U.S. Equal Employment Opportunity Commission
TO SETTLE EEOC CLASS INVESTIGATION EEOC Found Employer Discriminated and Retaliated Against Disabled Employees
CHICAGO - Justrite Manufacturing Company, a Mattoon, Ill.-based manufacturer of storage, handling and security products, will pay $418,000 to settle disability discrimination complaints filed with the U.S. Equal Employment Opportunity Commission (EEOC), the agency announced today.
The settlement results from a multi-year EEOC investigation which found that Justrite discriminated against disabled employees in that it refused to engage in an interactive dialogue with employees to find reasonable accommodations, denied reasonable accommodations outright, and/or retaliated against those who requested accommodations or complained about discrimination. Such alleged conduct violates the Americans with Disabilities Act (ADA).
The settlement not only provides monetary relief to those who have already been discriminated against, but also ensures the company will take proactive measures to prevent discrimination from occurring in the future. Justrite will conduct ADA training for all of its 130 employees, revise and disseminate its anti-discrimination policies and procedures, including those related to providing reasonable accommodations to employees under the ADA, and provide periodic reporting to the EEOC of complaints against the company and its progress in complying with the ADA.

DATA EXTRACT:
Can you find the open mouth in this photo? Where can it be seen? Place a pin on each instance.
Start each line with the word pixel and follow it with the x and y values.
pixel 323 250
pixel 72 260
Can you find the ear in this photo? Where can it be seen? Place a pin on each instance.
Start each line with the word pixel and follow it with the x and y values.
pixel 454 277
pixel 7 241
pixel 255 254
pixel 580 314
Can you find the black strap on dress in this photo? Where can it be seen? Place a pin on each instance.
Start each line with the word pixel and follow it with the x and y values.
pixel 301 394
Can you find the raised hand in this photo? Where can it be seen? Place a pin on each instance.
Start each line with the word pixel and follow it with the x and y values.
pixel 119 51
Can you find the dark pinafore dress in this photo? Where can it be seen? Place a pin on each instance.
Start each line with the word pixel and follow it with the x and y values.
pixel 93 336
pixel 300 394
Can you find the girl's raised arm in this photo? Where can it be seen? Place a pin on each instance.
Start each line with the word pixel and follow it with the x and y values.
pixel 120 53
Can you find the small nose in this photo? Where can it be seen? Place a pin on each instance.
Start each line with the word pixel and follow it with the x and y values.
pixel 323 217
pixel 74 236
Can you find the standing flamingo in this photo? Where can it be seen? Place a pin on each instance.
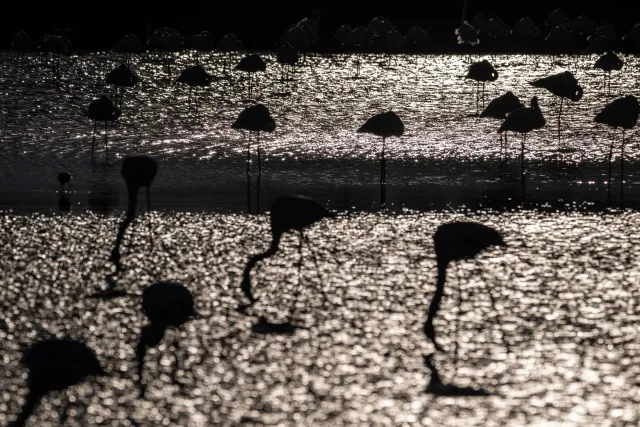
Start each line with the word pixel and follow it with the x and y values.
pixel 138 171
pixel 166 305
pixel 563 85
pixel 128 45
pixel 251 64
pixel 21 43
pixel 524 120
pixel 608 62
pixel 499 107
pixel 55 365
pixel 288 213
pixel 256 118
pixel 386 125
pixel 622 112
pixel 453 242
pixel 103 110
pixel 481 72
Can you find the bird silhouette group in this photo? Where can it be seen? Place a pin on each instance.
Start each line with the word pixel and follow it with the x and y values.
pixel 58 363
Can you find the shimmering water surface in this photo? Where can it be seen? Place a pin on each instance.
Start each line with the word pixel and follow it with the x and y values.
pixel 566 286
pixel 447 157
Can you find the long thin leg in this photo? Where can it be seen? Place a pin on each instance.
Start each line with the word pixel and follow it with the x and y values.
pixel 93 144
pixel 622 172
pixel 106 147
pixel 298 288
pixel 259 162
pixel 317 265
pixel 559 114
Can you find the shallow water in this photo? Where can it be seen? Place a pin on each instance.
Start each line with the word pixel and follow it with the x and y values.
pixel 566 288
pixel 447 157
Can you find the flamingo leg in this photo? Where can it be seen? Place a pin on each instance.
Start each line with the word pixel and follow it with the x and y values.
pixel 259 161
pixel 298 287
pixel 93 144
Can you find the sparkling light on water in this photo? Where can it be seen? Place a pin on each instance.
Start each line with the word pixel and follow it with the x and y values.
pixel 566 287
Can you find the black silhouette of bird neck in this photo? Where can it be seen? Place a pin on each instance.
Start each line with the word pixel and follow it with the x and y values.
pixel 437 387
pixel 288 213
pixel 456 241
pixel 165 304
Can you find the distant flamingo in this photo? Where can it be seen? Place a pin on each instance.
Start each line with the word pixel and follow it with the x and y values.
pixel 524 120
pixel 256 118
pixel 166 305
pixel 251 64
pixel 563 85
pixel 195 77
pixel 453 242
pixel 128 45
pixel 499 107
pixel 121 76
pixel 466 33
pixel 55 365
pixel 138 171
pixel 21 43
pixel 386 125
pixel 608 62
pixel 481 72
pixel 102 110
pixel 288 213
pixel 623 113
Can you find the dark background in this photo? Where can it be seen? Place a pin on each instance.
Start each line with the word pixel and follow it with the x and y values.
pixel 101 24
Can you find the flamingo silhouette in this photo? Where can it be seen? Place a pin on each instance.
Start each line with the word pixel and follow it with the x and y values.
pixel 481 72
pixel 21 43
pixel 607 63
pixel 103 110
pixel 438 388
pixel 288 57
pixel 121 77
pixel 128 45
pixel 499 107
pixel 138 171
pixel 288 213
pixel 453 242
pixel 623 113
pixel 255 118
pixel 386 125
pixel 524 120
pixel 563 85
pixel 166 305
pixel 55 365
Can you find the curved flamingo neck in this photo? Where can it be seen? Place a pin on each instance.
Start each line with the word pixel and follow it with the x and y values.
pixel 246 278
pixel 437 297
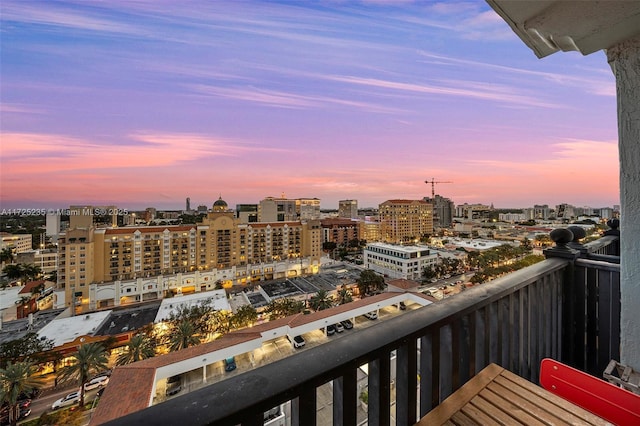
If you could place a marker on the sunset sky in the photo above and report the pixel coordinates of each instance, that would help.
(145, 103)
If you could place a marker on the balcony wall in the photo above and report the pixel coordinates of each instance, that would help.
(566, 307)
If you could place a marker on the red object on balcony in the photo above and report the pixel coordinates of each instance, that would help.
(602, 398)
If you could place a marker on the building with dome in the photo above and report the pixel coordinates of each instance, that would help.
(104, 267)
(220, 206)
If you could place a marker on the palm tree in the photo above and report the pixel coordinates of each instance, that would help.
(344, 296)
(90, 359)
(321, 300)
(370, 282)
(139, 347)
(16, 379)
(284, 307)
(6, 254)
(182, 336)
(31, 271)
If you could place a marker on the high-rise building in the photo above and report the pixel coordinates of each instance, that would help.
(348, 208)
(541, 212)
(473, 211)
(404, 221)
(277, 210)
(442, 211)
(247, 213)
(308, 208)
(340, 231)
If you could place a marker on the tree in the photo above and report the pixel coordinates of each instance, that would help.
(329, 246)
(200, 316)
(29, 347)
(22, 271)
(244, 316)
(13, 272)
(284, 307)
(16, 379)
(183, 335)
(90, 359)
(6, 255)
(31, 271)
(321, 300)
(370, 282)
(139, 347)
(344, 296)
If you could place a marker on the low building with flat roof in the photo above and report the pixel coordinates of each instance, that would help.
(399, 261)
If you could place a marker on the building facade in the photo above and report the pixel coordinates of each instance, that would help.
(395, 261)
(277, 210)
(235, 253)
(404, 221)
(18, 243)
(348, 209)
(340, 231)
(443, 209)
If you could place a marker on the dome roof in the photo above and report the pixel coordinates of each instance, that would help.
(220, 205)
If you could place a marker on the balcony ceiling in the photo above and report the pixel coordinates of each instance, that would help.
(584, 26)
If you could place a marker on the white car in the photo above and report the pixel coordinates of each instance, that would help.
(97, 382)
(68, 400)
(371, 315)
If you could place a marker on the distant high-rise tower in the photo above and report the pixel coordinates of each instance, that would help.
(348, 208)
(442, 211)
(404, 221)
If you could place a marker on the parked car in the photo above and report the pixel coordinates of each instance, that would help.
(347, 324)
(298, 342)
(230, 364)
(68, 400)
(4, 414)
(174, 385)
(98, 382)
(371, 315)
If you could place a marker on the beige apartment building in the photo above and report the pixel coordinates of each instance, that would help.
(250, 252)
(18, 243)
(404, 221)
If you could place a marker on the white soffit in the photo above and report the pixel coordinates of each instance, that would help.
(584, 26)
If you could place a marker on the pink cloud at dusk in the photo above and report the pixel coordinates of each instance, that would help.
(143, 104)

TASK A: In the EEOC settlement announcement, how much will Justrite Manufacturing Company pay to settle the complaints?
TASK B: Extend the EEOC settlement announcement about Justrite with a few more sentences that pick up after its last one.

ANSWER SPACE A: $418,000.

ANSWER SPACE B:
"The reasonable accommodation process works best when both the worker and the employer engage in a good-faith, collaborative discussion to find a mutually beneficial way for the disabled employee to perform the job," said John P. Rowe, Director of the EEOC's Chicago District Office. "Retaliation against those who seek to begin this discussion would obviously undermine that process. Such conduct is not only illegal under the ADA, but is also destructive to the greater national goal of enabling employees, disabled or not, to take their place as workers as far as their talents and abilities will take them."
Justrite denied any wrongdoing, but agreed to conciliate the matter with the EEOC and a class or individuals, including the individuals who filed charges.
The EEOC is responsible for enforcing the nation's laws prohibiting employment discrimination based on race, color, gender, religion, national origin, age, disability, genetic information, and retaliation. Further information about the EEOC is available on its website at www.eeoc.gov.